--- TAREAS POR REALIZAR ---
1. Reproduce literalmente el fragmento del pasaje comprendido entre "En una ocasión, contándome" y "la práctica honestamente.", ambos incluidos.
2. Indica si cada afirmación concuerda con el pasaje y responde sí o no, citando textualmente las palabras del pasaje que lo deciden: (a) Para asistir a la cena hubo que ir desde Coruña a Vigo. (b) Antes de esa cena ya se había conversado varias veces con Luis M. Gurriarán. (c) En la novela, el maestro del protagonista se llama Levy.

--- PASAJE ---
——————
Sorprendente azar
Me pregunto cuantas oportunidades se pierden en el inmediato e inconsciente etiquetado que se produce cuando conoces a alguien al lado de personas que no te entusiasman. Y te das cuenta, claro, de que lo mismo habrán hecho contigo.
Pero a veces el azar, que en este caso se llama Carla, te da la oportunidad de subsanar esos errores. Ir desde Coruña a cenar a Vigo con ocasión del relanzamiento de Empresa y Finanzas como empresa gallega, daba pereza, ¡mucha pereza! Pero nuestra anfitriona, y directora del periódico se lo merecía.
Su otro invitado personal era Luis M. Gurriarán, presidente ejecutivo de la Estación de Montaña de Manzaneda, con quien nunca había tenido la oportunidad de hablar ya que tan sólo habíamos coincidido en círculos, por lo que veo ahora, un tanto «postizos» para ambos.
Nada sabía yo de su vida, ni él de la mía, así que me sorprendió cuando nos habló de su recientemente publicada novela. Como sé que recomendar la propia obra nunca fue fácil, sólo le pedí el título y la editorial, con la idea de intentar hacerle un hueco pronto entre las lecturas de trabajo. Pero este fin de semana leí las dos primeras páginas, algo así como un saludo de presentación, y ya no lo puede soltar.
Ha sido un delicioso paréntesis, por lo que cuenta y por cómo lo cuenta, que «me supo a poco». Albergo la esperanza de que haya una segunda parte.
Y, como broche, me quedo con dos perlas magníficas muy relacionadas con algo que últimamente me ocupa, la transmisión del conocimiento. El protagonista aprende sus conocimientos de medicina de su maestro Levy, quien le hace jurar que los transmitirá porque «no somos dueños de nuestros conocimientos, sino meros portadores».
“La ruta de las estrellas”.
Luis M. Gurriarán
(Capítulo 10: La medicina. Pág. 72)
En una ocasión, contándome Levy detalles acerca de cómo había aprendido el oficio, me hizo jurar que los conocimientos que estaba adquiriendo de su mano no quedarían en mí, sino que los transmitiría al menos a otra persona. Él también se lo había jurado a su maestro y estaba cumpliendo la promesa conmigo. Según me decía, la medicina era un bien precioso para la humanidad y nosotros no éramos dueños de los conocimientos sino meros portadores, por lo que se deberían ampliar continuamente y perpetuarlos a través de otras personas que tuvieran el don preciso para adquirirlos y llevarlos a la práctica honestamente.
——————
--- LISTADO PROPORCIONADO ---
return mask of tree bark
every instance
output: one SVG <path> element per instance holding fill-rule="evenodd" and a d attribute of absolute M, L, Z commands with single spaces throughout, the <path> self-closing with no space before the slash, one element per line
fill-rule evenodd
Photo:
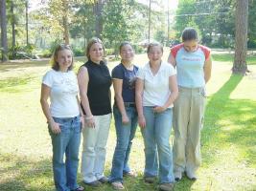
<path fill-rule="evenodd" d="M 11 1 L 11 13 L 12 13 L 12 59 L 15 57 L 15 45 L 16 45 L 16 32 L 15 32 L 15 15 L 14 15 L 14 3 L 13 0 Z"/>
<path fill-rule="evenodd" d="M 150 6 L 149 6 L 149 31 L 148 31 L 148 36 L 149 36 L 149 44 L 151 43 L 151 0 L 150 0 Z"/>
<path fill-rule="evenodd" d="M 94 13 L 96 15 L 95 32 L 98 38 L 101 37 L 103 32 L 103 8 L 104 0 L 94 1 Z"/>
<path fill-rule="evenodd" d="M 68 28 L 68 2 L 67 0 L 62 0 L 63 4 L 63 28 L 64 28 L 64 41 L 65 45 L 69 45 L 69 28 Z"/>
<path fill-rule="evenodd" d="M 6 0 L 0 1 L 2 61 L 8 60 Z"/>
<path fill-rule="evenodd" d="M 26 1 L 26 40 L 27 40 L 27 46 L 29 46 L 29 2 Z"/>
<path fill-rule="evenodd" d="M 246 64 L 248 0 L 237 0 L 235 22 L 235 58 L 232 73 L 245 74 L 245 73 L 248 72 Z"/>

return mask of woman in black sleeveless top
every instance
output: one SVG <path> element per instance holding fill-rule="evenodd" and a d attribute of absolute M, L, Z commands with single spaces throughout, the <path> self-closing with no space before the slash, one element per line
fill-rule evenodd
<path fill-rule="evenodd" d="M 98 186 L 107 181 L 104 175 L 105 147 L 111 121 L 111 76 L 103 61 L 104 46 L 99 38 L 87 45 L 88 61 L 78 74 L 81 107 L 85 116 L 81 174 L 83 181 Z"/>

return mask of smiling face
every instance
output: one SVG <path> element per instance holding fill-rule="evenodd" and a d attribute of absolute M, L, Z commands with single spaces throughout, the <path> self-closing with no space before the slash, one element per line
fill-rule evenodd
<path fill-rule="evenodd" d="M 122 46 L 120 49 L 120 56 L 123 61 L 130 62 L 134 57 L 134 51 L 129 44 Z"/>
<path fill-rule="evenodd" d="M 89 57 L 95 63 L 100 63 L 104 57 L 104 47 L 101 43 L 94 43 L 89 50 Z"/>
<path fill-rule="evenodd" d="M 148 57 L 151 63 L 161 62 L 163 52 L 160 46 L 151 46 L 148 52 Z"/>
<path fill-rule="evenodd" d="M 57 53 L 56 62 L 58 64 L 59 71 L 67 72 L 68 68 L 73 63 L 72 52 L 67 49 L 58 51 Z"/>
<path fill-rule="evenodd" d="M 186 40 L 183 42 L 184 45 L 184 49 L 189 52 L 195 52 L 198 49 L 198 40 L 197 39 L 193 39 L 193 40 Z"/>

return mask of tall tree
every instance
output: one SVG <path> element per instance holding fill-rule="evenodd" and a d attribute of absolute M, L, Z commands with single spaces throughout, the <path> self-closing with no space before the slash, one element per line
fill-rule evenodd
<path fill-rule="evenodd" d="M 2 61 L 8 60 L 6 0 L 0 1 Z"/>
<path fill-rule="evenodd" d="M 95 32 L 96 36 L 101 37 L 103 32 L 103 10 L 106 0 L 94 0 L 94 14 L 95 14 Z"/>
<path fill-rule="evenodd" d="M 115 48 L 116 53 L 120 42 L 131 40 L 132 33 L 135 32 L 133 6 L 133 0 L 112 0 L 105 6 L 103 37 Z"/>
<path fill-rule="evenodd" d="M 12 57 L 15 56 L 15 51 L 14 51 L 14 47 L 16 45 L 16 33 L 15 33 L 15 14 L 14 14 L 14 3 L 13 0 L 11 1 L 11 23 L 12 23 Z"/>
<path fill-rule="evenodd" d="M 235 58 L 233 74 L 244 74 L 247 72 L 247 28 L 248 28 L 248 0 L 236 1 L 236 33 Z"/>

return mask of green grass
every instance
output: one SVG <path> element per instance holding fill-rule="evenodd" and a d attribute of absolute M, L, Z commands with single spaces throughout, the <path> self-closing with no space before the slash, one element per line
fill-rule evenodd
<path fill-rule="evenodd" d="M 234 54 L 233 53 L 213 53 L 213 60 L 218 62 L 228 62 L 233 64 Z M 246 58 L 247 65 L 256 65 L 255 54 L 249 54 Z"/>
<path fill-rule="evenodd" d="M 165 53 L 166 59 L 168 53 Z M 231 75 L 232 55 L 214 54 L 208 102 L 201 132 L 202 166 L 198 180 L 184 178 L 175 184 L 186 190 L 256 190 L 256 66 L 246 76 Z M 82 64 L 81 57 L 76 71 Z M 136 63 L 147 61 L 137 55 Z M 113 68 L 117 62 L 109 62 Z M 39 105 L 40 81 L 49 70 L 47 61 L 0 65 L 0 190 L 54 190 L 52 146 Z M 170 140 L 172 142 L 172 138 Z M 105 174 L 109 175 L 115 146 L 113 122 L 107 142 Z M 157 183 L 143 181 L 143 140 L 138 129 L 130 154 L 137 179 L 125 178 L 126 190 L 156 190 Z M 81 177 L 79 174 L 79 182 Z M 84 185 L 84 184 L 82 184 Z M 110 185 L 88 191 L 110 191 Z"/>

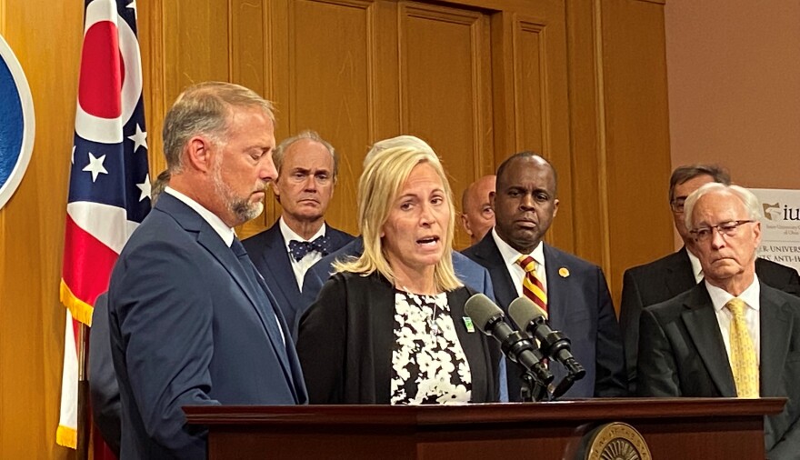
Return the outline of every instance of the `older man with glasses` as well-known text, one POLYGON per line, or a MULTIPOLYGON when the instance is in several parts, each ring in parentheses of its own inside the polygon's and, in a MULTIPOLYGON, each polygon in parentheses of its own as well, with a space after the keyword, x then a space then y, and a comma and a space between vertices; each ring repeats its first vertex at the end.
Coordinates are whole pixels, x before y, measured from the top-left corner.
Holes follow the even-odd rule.
MULTIPOLYGON (((716 165, 686 165, 673 171, 669 179, 669 205, 675 230, 684 246, 658 260, 630 268, 623 276, 619 323, 625 340, 628 385, 632 393, 636 389, 639 316, 642 309, 669 300, 691 289, 703 279, 704 273, 695 255, 695 238, 685 225, 684 206, 689 195, 712 182, 728 185, 731 176, 716 165)), ((794 268, 759 258, 755 261, 755 273, 761 281, 775 288, 800 295, 800 276, 794 268)))
POLYGON ((645 308, 637 392, 663 397, 786 397, 765 418, 767 458, 800 452, 800 299, 755 271, 761 205, 737 185, 689 195, 685 224, 705 281, 645 308))

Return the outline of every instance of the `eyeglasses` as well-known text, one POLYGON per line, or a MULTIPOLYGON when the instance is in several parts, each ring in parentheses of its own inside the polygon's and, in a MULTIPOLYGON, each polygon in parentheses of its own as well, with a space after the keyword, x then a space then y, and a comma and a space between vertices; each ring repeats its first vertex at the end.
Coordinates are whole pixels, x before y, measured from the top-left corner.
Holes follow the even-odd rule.
POLYGON ((672 208, 675 213, 681 214, 684 212, 684 205, 686 203, 685 196, 680 196, 669 202, 669 207, 672 208))
POLYGON ((713 230, 716 230, 719 232, 719 235, 723 236, 734 236, 736 235, 736 229, 739 228, 739 225, 745 224, 752 224, 755 221, 754 220, 732 220, 729 222, 723 222, 721 224, 717 224, 716 225, 711 226, 702 226, 700 228, 695 228, 691 230, 689 233, 695 235, 695 239, 700 242, 708 241, 714 235, 712 233, 713 230))

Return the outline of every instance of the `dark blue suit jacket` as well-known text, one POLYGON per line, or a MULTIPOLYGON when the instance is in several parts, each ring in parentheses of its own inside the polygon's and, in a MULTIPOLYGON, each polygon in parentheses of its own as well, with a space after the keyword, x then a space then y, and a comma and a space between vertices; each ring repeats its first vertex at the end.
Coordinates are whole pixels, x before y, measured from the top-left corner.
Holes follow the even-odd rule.
MULTIPOLYGON (((575 382, 565 397, 625 395, 622 335, 603 271, 548 245, 545 245, 544 252, 550 325, 570 338, 572 354, 586 369, 586 375, 575 382)), ((517 297, 517 290, 492 232, 464 254, 486 267, 495 297, 507 312, 508 305, 517 297)), ((556 382, 565 374, 561 365, 554 364, 550 369, 556 382)), ((512 401, 518 400, 521 371, 515 365, 509 365, 508 371, 509 396, 512 401)))
MULTIPOLYGON (((800 299, 761 283, 759 395, 788 398, 766 415, 764 445, 775 460, 800 455, 800 299)), ((641 315, 636 391, 656 397, 736 397, 705 283, 641 315)))
POLYGON ((119 385, 114 374, 111 342, 108 337, 108 295, 95 301, 89 340, 89 394, 92 397, 92 421, 103 440, 119 456, 120 413, 119 385))
MULTIPOLYGON (((758 280, 781 291, 800 295, 800 275, 792 267, 756 258, 758 280)), ((639 317, 645 306, 665 302, 695 287, 692 262, 685 247, 658 260, 625 270, 619 305, 619 325, 625 341, 631 393, 636 392, 639 317)))
MULTIPOLYGON (((328 237, 331 252, 353 241, 352 235, 330 225, 325 229, 325 236, 328 237)), ((292 261, 289 260, 289 253, 286 251, 286 243, 281 234, 280 223, 276 221, 267 230, 244 240, 242 244, 245 245, 245 249, 247 250, 253 264, 264 276, 269 290, 275 296, 286 323, 291 326, 292 337, 295 337, 296 342, 300 315, 307 305, 304 305, 301 301, 300 288, 297 287, 292 261)))
POLYGON ((300 365, 263 284, 189 206, 164 194, 120 254, 108 290, 122 458, 205 458, 193 405, 307 402, 300 365), (267 332, 276 316, 285 334, 267 332))

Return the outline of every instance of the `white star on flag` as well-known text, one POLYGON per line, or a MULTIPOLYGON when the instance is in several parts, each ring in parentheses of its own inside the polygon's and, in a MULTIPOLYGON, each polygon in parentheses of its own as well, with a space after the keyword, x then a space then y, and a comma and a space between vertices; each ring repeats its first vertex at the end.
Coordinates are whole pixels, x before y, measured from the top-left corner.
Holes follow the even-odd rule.
POLYGON ((150 194, 152 193, 150 188, 150 174, 145 176, 145 182, 142 184, 136 184, 136 186, 139 187, 139 190, 142 191, 142 195, 139 196, 139 201, 144 200, 145 198, 149 198, 150 194))
POLYGON ((136 124, 136 134, 129 135, 128 139, 134 141, 134 152, 142 145, 145 145, 145 149, 147 148, 147 132, 142 131, 142 126, 138 124, 136 124))
POLYGON ((108 171, 105 170, 105 166, 103 165, 103 162, 105 161, 105 155, 101 155, 99 158, 95 158, 92 152, 89 152, 89 164, 83 169, 83 171, 89 171, 92 173, 92 182, 97 180, 97 176, 101 174, 107 175, 108 171))
POLYGON ((136 0, 133 0, 125 6, 125 8, 134 10, 134 17, 135 17, 137 21, 139 20, 139 10, 136 9, 136 0))

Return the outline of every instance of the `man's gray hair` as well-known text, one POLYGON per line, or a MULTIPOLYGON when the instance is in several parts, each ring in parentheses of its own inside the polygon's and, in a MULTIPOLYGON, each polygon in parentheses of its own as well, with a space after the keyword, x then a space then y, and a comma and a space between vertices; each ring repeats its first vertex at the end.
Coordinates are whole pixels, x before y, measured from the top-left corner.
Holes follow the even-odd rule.
POLYGON ((183 151, 189 139, 205 135, 214 142, 227 138, 228 119, 234 107, 257 107, 275 125, 272 103, 255 91, 227 82, 204 82, 189 86, 178 96, 164 118, 164 155, 171 174, 183 170, 183 151))
POLYGON ((687 229, 695 230, 692 217, 695 211, 695 205, 697 204, 697 200, 709 194, 727 194, 736 196, 742 201, 742 204, 745 205, 745 208, 747 210, 747 218, 750 220, 760 222, 761 217, 764 215, 764 212, 761 210, 761 203, 759 203, 758 198, 753 195, 753 192, 745 187, 740 187, 739 185, 726 185, 717 182, 709 182, 693 192, 684 204, 684 218, 685 219, 687 229))
POLYGON ((334 182, 335 182, 336 177, 339 175, 339 155, 336 155, 336 151, 334 149, 334 146, 331 145, 331 143, 323 139, 316 131, 312 131, 310 129, 301 131, 292 137, 286 137, 281 141, 281 144, 275 148, 275 152, 272 154, 272 161, 275 165, 278 175, 281 175, 281 169, 284 166, 284 158, 286 156, 286 150, 288 150, 293 144, 304 139, 318 142, 327 149, 328 152, 330 152, 331 156, 334 157, 334 170, 331 174, 333 175, 334 182))

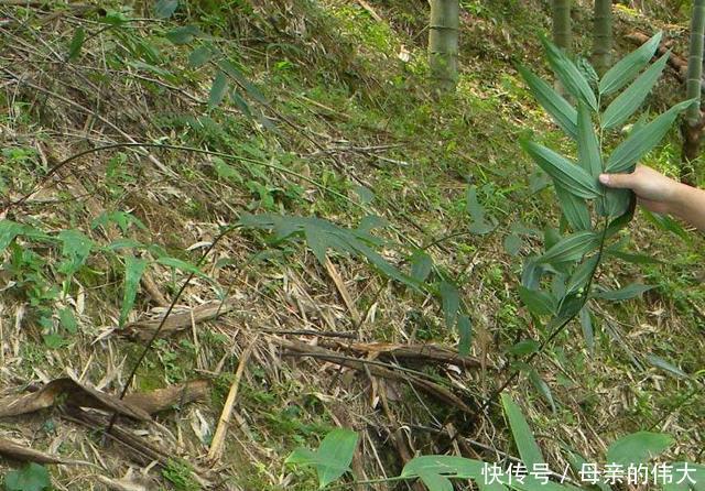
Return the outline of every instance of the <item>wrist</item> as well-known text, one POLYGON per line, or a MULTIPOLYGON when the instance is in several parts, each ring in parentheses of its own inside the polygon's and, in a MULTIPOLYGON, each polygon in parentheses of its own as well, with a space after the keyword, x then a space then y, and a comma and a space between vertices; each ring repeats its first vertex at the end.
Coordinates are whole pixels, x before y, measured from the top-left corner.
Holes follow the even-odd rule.
POLYGON ((697 193, 696 188, 687 184, 677 183, 672 192, 671 198, 668 200, 669 214, 684 218, 684 216, 688 214, 690 204, 695 193, 697 193))

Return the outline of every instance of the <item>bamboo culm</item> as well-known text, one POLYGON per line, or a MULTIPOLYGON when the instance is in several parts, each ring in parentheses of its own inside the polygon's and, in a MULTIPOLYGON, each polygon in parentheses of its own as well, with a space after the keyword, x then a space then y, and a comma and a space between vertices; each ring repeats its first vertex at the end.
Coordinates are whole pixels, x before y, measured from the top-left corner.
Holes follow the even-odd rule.
POLYGON ((612 1, 595 0, 593 65, 601 77, 612 62, 612 1))
POLYGON ((431 77, 438 90, 455 89, 458 79, 458 33, 460 2, 432 0, 429 24, 429 65, 431 77))

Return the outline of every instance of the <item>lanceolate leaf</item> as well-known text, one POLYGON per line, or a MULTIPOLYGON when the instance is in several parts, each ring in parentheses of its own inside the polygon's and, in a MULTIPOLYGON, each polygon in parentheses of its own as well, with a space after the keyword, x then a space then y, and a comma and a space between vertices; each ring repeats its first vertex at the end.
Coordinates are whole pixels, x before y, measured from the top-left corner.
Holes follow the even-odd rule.
POLYGON ((529 290, 519 285, 519 297, 521 302, 535 316, 553 315, 556 310, 557 303, 553 295, 540 290, 529 290))
POLYGON ((599 81, 599 92, 605 96, 629 84, 649 64, 659 47, 662 34, 659 31, 640 47, 617 62, 599 81))
POLYGON ((585 199, 568 193, 561 187, 560 184, 554 185, 554 187, 555 194, 561 203, 561 210, 573 230, 590 230, 593 227, 590 222, 590 210, 585 199))
POLYGON ((570 295, 572 293, 578 292, 581 288, 587 286, 587 282, 590 280, 590 275, 595 268, 597 266, 597 261, 599 257, 597 254, 593 255, 589 259, 586 259, 581 263, 568 280, 568 284, 565 287, 565 294, 570 295))
POLYGON ((581 167, 595 178, 603 172, 603 159, 590 110, 582 100, 577 106, 577 161, 581 167))
POLYGON ((650 152, 663 139, 675 118, 693 103, 686 100, 676 103, 663 114, 655 118, 649 124, 634 130, 627 140, 621 142, 609 155, 606 171, 609 173, 620 173, 631 171, 639 160, 650 152))
POLYGON ((216 108, 223 102, 225 92, 228 90, 228 76, 224 72, 218 72, 213 79, 210 95, 208 96, 208 109, 216 108))
POLYGON ((511 427, 517 449, 524 466, 532 469, 535 463, 543 463, 544 460, 541 449, 517 403, 514 403, 509 395, 502 394, 502 406, 505 407, 505 414, 507 415, 507 419, 509 419, 509 426, 511 427))
POLYGON ((650 458, 663 454, 671 445, 673 437, 661 433, 638 432, 612 443, 607 449, 607 462, 646 463, 650 458))
POLYGON ((549 249, 539 261, 541 263, 562 263, 577 261, 599 244, 599 236, 590 231, 567 236, 549 249))
POLYGON ((563 155, 531 141, 523 141, 522 146, 536 164, 565 190, 581 198, 599 196, 597 181, 563 155))
POLYGON ((145 260, 133 255, 124 258, 124 291, 122 292, 122 306, 120 307, 120 327, 127 321, 128 315, 134 305, 137 288, 140 285, 147 264, 145 260))
POLYGON ((661 56, 653 65, 651 65, 643 74, 639 76, 629 87, 611 101, 603 113, 603 128, 608 130, 623 123, 631 114, 634 113, 641 102, 649 95, 653 85, 657 83, 666 62, 671 56, 671 52, 661 56))
POLYGON ((470 353, 470 345, 473 343, 473 324, 470 318, 465 314, 458 316, 458 354, 467 357, 470 353))
POLYGON ((630 285, 625 286, 623 288, 612 290, 608 292, 600 292, 595 295, 597 298, 603 298, 606 301, 627 301, 629 298, 633 298, 640 296, 642 293, 648 292, 649 290, 653 290, 654 286, 651 285, 642 285, 640 283, 632 283, 630 285))
POLYGON ((441 303, 443 304, 445 325, 451 329, 455 325, 455 319, 460 308, 458 288, 453 283, 442 282, 438 286, 438 293, 441 294, 441 303))
POLYGON ((590 309, 587 305, 584 305, 581 309, 581 328, 583 330, 583 338, 585 338, 587 351, 592 354, 595 351, 595 331, 593 329, 590 309))
POLYGON ((76 59, 78 57, 80 48, 84 46, 84 41, 86 41, 86 31, 84 28, 77 28, 68 46, 68 59, 76 59))
POLYGON ((546 51, 549 64, 561 84, 574 97, 583 99, 594 111, 597 111, 595 94, 577 66, 551 41, 542 37, 541 42, 546 51))
POLYGON ((572 139, 577 138, 577 112, 553 87, 529 72, 523 66, 517 67, 531 92, 549 116, 572 139))

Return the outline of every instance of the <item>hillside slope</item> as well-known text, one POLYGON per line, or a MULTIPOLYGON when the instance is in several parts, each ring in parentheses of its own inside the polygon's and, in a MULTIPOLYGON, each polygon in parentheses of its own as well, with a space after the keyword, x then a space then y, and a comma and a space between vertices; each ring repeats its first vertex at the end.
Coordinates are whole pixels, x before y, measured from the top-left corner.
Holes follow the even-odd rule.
——————
--- RESULTADOS DEL EJERCICIO ---
1.
En una ocasión, contándome Levy detalles acerca de cómo había aprendido el oficio, me hizo jurar que los conocimientos que estaba adquiriendo de su mano no quedarían en mí, sino que los transmitiría al menos a otra persona. Él también se lo había jurado a su maestro y estaba cumpliendo la promesa conmigo. Según me decía, la medicina era un bien precioso para la humanidad y nosotros no éramos dueños de los conocimientos sino meros portadores, por lo que se deberían ampliar continuamente y perpetuarlos a través de otras personas que tuvieran el don preciso para adquirirlos y llevarlos a la práctica honestamente.

2.
(a) Sí: «Ir desde Coruña a cenar a Vigo».
(b) No: «con quien nunca había tenido la oportunidad de hablar».
(c) Sí: «de su maestro Levy».